Provide the data again exactly, including every line that follows.
Start of Data section
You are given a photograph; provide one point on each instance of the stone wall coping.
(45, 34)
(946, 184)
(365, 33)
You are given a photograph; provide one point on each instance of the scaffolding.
End of Data section
▸ **Solution below**
You are given a photograph; provide one point on each instance of the stone wall coping.
(45, 34)
(946, 184)
(365, 33)
You are given a photograph; provide one point on each instance of the scaffolding.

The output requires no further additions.